**EXTRAIT DE PAGE:**
►

En plus d’être gentille, la dame est très compréhensive. J’analyse tout ça :

– C’est-à-dire que vous me demandez de réserver une date alors que ce n’est pas sûr que vous m’inviterez, et si vous m’invitez, c’est pour que je fasse à peu près 2000 km de trajet en tout, que je prenne 3 jours de mon temps, et ça pour…. RIEN ?

– Mais on vous paie le trajet et l’hébergement !

–  J’aurais peut-être accepté si vous prévoyiez au moins 2 journées de rencontres en collèges et lycées, mais là ce n’est pas possible.

Mais certains auteurs acceptent de venir !

– Je pense que la sélection pour votre prix se fait certainement davantage par critère géographique, et que les auteurs qui acceptent n’habitent pas loin, ce n’est pas très juste… Je suis désolée, moi je dois décliner votre invitation.

– Je comprends, je comprends. »

Voilà comment ≠bleue ne sera pas dans la sélection du prix Biiiiip.

Cette conversation date d’il y a une heure, mais ça fait un petit moment que j’ai envie de parler de ces prix qui n’en sont pas, hélas courants en littérature jeunesse. Parlons d’abord des vrais prix, c’est-à-dire ceux qui gardent en sélection les romans des auteurs même s’ils ne peuvent pas venir à la remise des prix (modification apportée à mon texte originel où je disais qu’un vrai prix est un prix primé, or l’intervention de Vincent Villeminot sur Facebook m’a éclairée sur le fait que ce n’est pas une obligation). Si aucune prime n’est prévue ce n’est alors pas grave, il appartient à l’auteur gagnant de donner de son temps, ou non. Ca reste son choix. Mais ces prix-là sont souvent dotés même faiblement ou bien proposent à l’auteur des rencontres payées à la clé, s’il peut venir. L’une des organisatrices d’un de ces prix dotés m’a donné la semaine dernière un argument frappant : « on dit aux ados qui votent qu’ils vont permettre à l’auteur qu’ils préfèrent de gagner une somme d’argent qui va lui permettre de continuer à écrire des romans, ne serait-ce que pendant un mois. Ca responsabilise leur choix, et ça leur donne de l’importance« . Même si le prix n’est que de 300 euros, cette « importance » est accordée autant aux jeunes votants qu’à l’écrivain. Importance, mais aussi respect.

(J’ajoute quelques heures plus tard après la première publication de cet article, pour être juste, que par exemple le prix Goncourt, en littérature générale, n’est doté que d’une somme symbolique de 10 euros, et ce n’est pas choquant parce que le prestige du prix est si grand que l’impact financier généré par les ventes suite à ce prix est considérable. De même le prix des Incorruptibles pour les jeunes, non doté, est formidable pour les rencontres payées qu’il génère. Rien n’est tout blanc ou noir, jamais, et il faut savoir composer sans être rigide. Seul le sentiment d’injustice flagrant est à interroger : quand se combine le trio pas de dotation, pas de rencontres payées, obligation de promettre de donner de son temps gratuitement – sans quoi le livre est retiré de la sélection).

◄

**DONNÉES FOURNIES:**

►

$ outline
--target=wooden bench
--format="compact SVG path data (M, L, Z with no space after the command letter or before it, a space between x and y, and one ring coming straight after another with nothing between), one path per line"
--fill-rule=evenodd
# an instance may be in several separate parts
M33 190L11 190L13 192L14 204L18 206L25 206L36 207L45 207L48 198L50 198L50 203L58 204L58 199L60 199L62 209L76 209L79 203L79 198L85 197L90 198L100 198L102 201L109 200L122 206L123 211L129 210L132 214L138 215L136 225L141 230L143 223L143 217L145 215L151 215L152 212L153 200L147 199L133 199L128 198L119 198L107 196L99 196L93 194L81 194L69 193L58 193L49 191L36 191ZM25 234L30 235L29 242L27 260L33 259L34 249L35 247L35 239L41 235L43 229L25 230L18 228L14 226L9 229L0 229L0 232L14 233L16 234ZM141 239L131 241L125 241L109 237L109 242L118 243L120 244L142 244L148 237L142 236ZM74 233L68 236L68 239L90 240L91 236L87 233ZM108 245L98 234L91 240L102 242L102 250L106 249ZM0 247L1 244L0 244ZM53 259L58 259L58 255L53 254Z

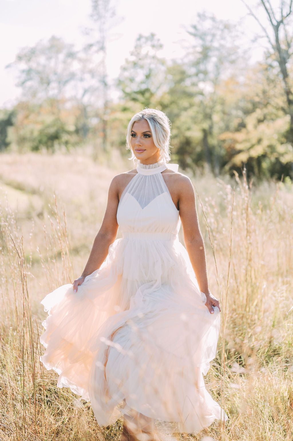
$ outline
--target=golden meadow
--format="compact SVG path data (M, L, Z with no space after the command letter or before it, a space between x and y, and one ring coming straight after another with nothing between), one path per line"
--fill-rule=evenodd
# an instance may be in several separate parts
M86 151L0 156L1 441L119 439L121 422L99 427L89 404L56 387L57 374L39 358L46 316L40 302L80 275L111 181L132 168L120 157L113 151L110 168ZM292 183L256 185L245 173L190 177L210 284L222 305L218 352L205 380L229 419L180 437L292 441Z

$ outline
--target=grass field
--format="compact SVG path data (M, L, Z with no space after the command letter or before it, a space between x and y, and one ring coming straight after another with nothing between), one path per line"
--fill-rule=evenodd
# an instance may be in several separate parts
M114 168L86 153L0 155L1 441L120 436L121 422L100 428L89 404L57 388L57 374L39 361L40 301L83 269L111 181L132 168L118 157ZM222 305L205 381L229 416L193 439L292 441L293 186L250 185L245 176L192 179L210 284Z

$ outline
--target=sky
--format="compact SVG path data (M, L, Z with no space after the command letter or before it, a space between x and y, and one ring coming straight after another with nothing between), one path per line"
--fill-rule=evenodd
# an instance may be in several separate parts
M202 5L197 0L117 0L119 23L108 48L110 78L118 76L140 33L157 35L164 45L162 56L179 56L178 42L186 38L185 29L203 10ZM204 0L204 5L218 18L235 22L243 20L247 12L241 0ZM82 30L91 25L90 11L91 0L0 0L0 107L11 107L20 95L15 76L5 66L20 49L53 35L81 46Z

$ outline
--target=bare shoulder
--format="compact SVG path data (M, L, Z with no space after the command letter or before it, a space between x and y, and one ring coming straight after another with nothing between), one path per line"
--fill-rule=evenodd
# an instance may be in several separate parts
M110 188L112 187L113 190L117 192L119 198L125 187L137 173L136 169L134 168L128 172L119 173L113 178L110 184Z
M178 172L168 170L166 174L164 174L164 176L166 176L165 180L168 181L171 187L177 189L178 195L182 193L193 192L192 182L186 175Z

◄

**EXERCICES À TRAITER:**
A. Recopiez le passage du texte sur les prix littéraires compris entre « (J’ajoute quelques heures plus » et « de la sélection). », ces deux extrémités incluses.
B. Selon le texte sur les prix littéraires, de quelle somme le prix Goncourt est-il doté ?
C. Prolongez le texte sur les prix littéraires à partir de sa dernière phrase.

**EXERCICES CORRIGÉS:**
A.
(J’ajoute quelques heures plus tard après la première publication de cet article, pour être juste, que par exemple le prix Goncourt, en littérature générale, n’est doté que d’une somme symbolique de 10 euros, et ce n’est pas choquant parce que le prestige du prix est si grand que l’impact financier généré par les ventes suite à ce prix est considérable. De même le prix des Incorruptibles pour les jeunes, non doté, est formidable pour les rencontres payées qu’il génère. Rien n’est tout blanc ou noir, jamais, et il faut savoir composer sans être rigide. Seul le sentiment d’injustice flagrant est à interroger : quand se combine le trio pas de dotation, pas de rencontres payées, obligation de promettre de donner de son temps gratuitement – sans quoi le livre est retiré de la sélection).

B. D'une somme symbolique de 10 euros.

C.
Je me sens de plus en plus infantilisée lorsque le « prix » consiste uniquement en des dessins ou bricolages ou sculptures en argile, souvent faits par les enfants. Donne-t-on aux écrivains « vieillesse » uniquement des lettres de leurs lecteurs lorsqu’ils gagnent un prix ? (« Et que dire des prix que nous recevons dans des salons qui remettent, par ailleurs, un prix « vieillesse » bien doté alors que nous repartons avec un dessin ou un bouquet de fleurs ? » ajoute Béatrice Egemar sur ma page Facebook. En effet très humiliant !) Un prix ne doit-il pas être considéré comme un encouragement à continuer d’écrire ? Et quoi d’autre que de l’argent, dans notre monde, peut aider l’auteur à continuer d’écrire ? Le plus souvent, le prix consiste simplement en RIEN. On annonce le truc sur une estrade et hop voilà. Si vraiment le budget manque, ce qui est très compréhensible, accordons au moins à l’auteur gagnant la possibilité d’intervenir deux journées au tarif charte, pour compenser.

C’est accorder bien peu de poids (bien peu de prix) aux lectures des enfants et des adolescents que de leur faire croire qu’ils vont faire plaisir à leur auteur préféré en le primant sans rien lui donner ou sans le faire travailler (et je ne reviens pas sur le cas très courant des sélections par défaut qui vont donner une pauvre image de la littérature à ces jeunes – voir conversation ci-dessus). C’est leur faire croire que l’auteur fait partie intégrante d’un vaste projet éducatif, simplement destiné à leur faire avaler des lectures obligatoires. Or non, l’écrivain n’est pas un enseignant (la preuve : il n’a pas son salaire), il n’a pas été associé au projet d’école ou de collège, et il n’a pas à se réjouir de participer à une mascarade de prix. Et non, les enfants et les adolescents n’ont pas à se réjouir non plus qu’on considère leurs écrivains préférés comme des gens dont le seul but serait pédagogique. Et enfin les écrivains qu’aiment les jeunes méritent davantage de considération, parce que les jeunes eux-mêmes méritent d’être considérés.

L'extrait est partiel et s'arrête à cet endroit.